**作業:**
a - 山行記のうち、「分岐で留守番していたザックを回収し先に進みます。」から始まり「場があるので、一度下って汲みに行く事に。」までの部分をそのまま引用してください。
b - 山行記に出てくる、「岳」で終わる山の名前をすべて挙げてください。
c - 山行記の続きを書いてください。最後の文の次から書き始めること。

**本文抜粋:**
________________________________________

切り立った岩の上なので当たり前の展望の良さです。深仙ノ宿も見える。
そこそこにして下山。この手の難所は上りより下りの方が怖いんですよね。鎖にしがみつきながらへっぴり腰で降りました……ちなみに巻道もあるので、往復と岩場を経由する必要は無かったり。
分岐で留守番していたザックを回収し先に進みます。
[9:30-9:35]深仙ノ宿
程なくして第38靡深仙ノ宿に到着しました。この小屋も中々のロケーションにありますが、目につく立派な建物は修験者用の祈祷施設である行者堂で、一般登山者が宿泊に使えるのは手前の粗末なトタンの小屋ですので注意。
展望も素晴らしい。変な山頂の上とかではなく、こういう所でゆったりとテントを張りたいものです。行程が長いとノープランになりがちなのはいけない。
釈迦ヶ岳に向かう所で振り返る。深仙ノ宿。そして後ろには先程登った大日岳が続く。露出している岩を見ると、あんなのに登ったのかと溜息が漏れる。
深仙ノ宿から釈迦ヶ岳の山頂までは急であるものの、そこまで長くはない上り。西側には古田ノ森方面のなだらかな尾根道が伸びていて、そこを辿るコースだと登山口から2時間で釈迦ヶ岳に登れるらしい……こんなにメチャメチャ山深い場所に2時間ぽっちで来れるとは驚きですね。
釈迦ヶ岳もすぐ目前です。「よくぞここまで辿り着いたな」なんか幻聴が聞こえてくる。
古田ノ森方面からのコースの合流点です。ここから釈迦ヶ岳までは数分程度の距離ですが……古田ノ森方面に進んだ所に奥駈道でも数少ない水場があるので、一度下って汲みに行く事に。
この付近でちらほら人と会う。どうやら最短コースから日帰りで登る人が多いようです。人で賑わう山は小雲取越以来かな。 あそこは全く日本語通じなかったけど。
ここが水場であるかくし水。もっと近い所にあるのかなと思いましたが、かなり下る羽目になりました。通年枯れない豊富な水場との事でしたが、晴れ続きの為かチョロチョロで満タンにするまで20分かかりました。
とは言えここから先は弥山、大普賢岳を通り越して小笹ノ宿まで確実に汲めそうな水場はない。命を繋ぐ貴重な水。有り難く汲ませて頂く……まあ、無くなったら無くなったで弥山から狼平の沢まで下りて汲めばいいだけの話なんですが。
さて、ザックに汲んだ水を突っ込んで釈迦ヶ岳に向けて出発しますが……くそ重い。自分で歩いてくれないかな。
釈迦ヶ岳からの展望
[10:56-11:34]釈迦ヶ岳
第40靡釈迦ヶ岳です。人がいる。お釈迦様もいる。
殆ど人と遭遇しない尾根歩きを続けてましたから、こうして急に賑やかな所に来るとなんか変な感じがします。うっかり日常に戻ってきてしまったみたいな感じ。

________________________________________

**提供資料:**

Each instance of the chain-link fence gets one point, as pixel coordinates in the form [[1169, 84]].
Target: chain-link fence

________________________________________

**各作業の結果:**
a -
分岐で留守番していたザックを回収し先に進みます。
[9:30-9:35]深仙ノ宿
程なくして第38靡深仙ノ宿に到着しました。この小屋も中々のロケーションにありますが、目につく立派な建物は修験者用の祈祷施設である行者堂で、一般登山者が宿泊に使えるのは手前の粗末なトタンの小屋ですので注意。
展望も素晴らしい。変な山頂の上とかではなく、こういう所でゆったりとテントを張りたいものです。行程が長いとノープランになりがちなのはいけない。
釈迦ヶ岳に向かう所で振り返る。深仙ノ宿。そして後ろには先程登った大日岳が続く。露出している岩を見ると、あんなのに登ったのかと溜息が漏れる。
深仙ノ宿から釈迦ヶ岳の山頂までは急であるものの、そこまで長くはない上り。西側には古田ノ森方面のなだらかな尾根道が伸びていて、そこを辿るコースだと登山口から2時間で釈迦ヶ岳に登れるらしい……こんなにメチャメチャ山深い場所に2時間ぽっちで来れるとは驚きですね。
釈迦ヶ岳もすぐ目前です。「よくぞここまで辿り着いたな」なんか幻聴が聞こえてくる。
古田ノ森方面からのコースの合流点です。ここから釈迦ヶ岳までは数分程度の距離ですが……古田ノ森方面に進んだ所に奥駈道でも数少ない水場があるので、一度下って汲みに行く事に。

b - 大日岳、釈迦ヶ岳、大普賢岳

c -
釈迦ヶ岳から北側、弥山、八経ヶ岳方面の展望。ここに来てようやく、今回の登山においての最高峰が見えました。
長かった……いや、これからもまだまだ長そうなんですけど。
弥山、八経ヶ岳を単体で。弥山のすぐ右奥に見切れているのは大峯山寺のある山上ヶ岳だったりします。
山塊の左側には奈良盆地や紀ノ川流域を挟み、生駒山地、金剛山地、和泉山脈などが左右に伸びています。ちなみに右側にうっすらと見える凸凹の激しい山塊は北摂山系。全く縁のない山域ばかりですが、縁がないからこそ新鮮味があって面白いのです。
さらに望遠で。金剛山は1000越えてるので大きいですね。その左奥には大阪、大阪湾を挟み神戸の市街地。更に奥には六甲山地。
あべのハルカスは金剛山と完全に重なってしまうので見えませんが、ちらほら高層建築物のようなものは見えます。
こちらは東側、大台ケ原方面。これから下る尾根道でもありますが、すっごい切れ落ちてます。崖みたい。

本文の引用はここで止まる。